[Raw listing]
##########
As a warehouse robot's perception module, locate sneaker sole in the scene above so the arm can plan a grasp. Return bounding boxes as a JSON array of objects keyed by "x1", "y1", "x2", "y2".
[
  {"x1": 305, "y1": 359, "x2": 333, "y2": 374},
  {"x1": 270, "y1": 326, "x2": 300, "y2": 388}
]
##########
» **What the task requires**
Reproduce the listing above line for line, without altering any character.

» **Output for this task**
As a warehouse robot's perception module, locate sneaker sole in the scene above so the arm can plan a grasp. Return bounding boxes as a JSON array of objects keyed by "x1", "y1", "x2", "y2".
[
  {"x1": 305, "y1": 359, "x2": 333, "y2": 374},
  {"x1": 270, "y1": 326, "x2": 300, "y2": 388}
]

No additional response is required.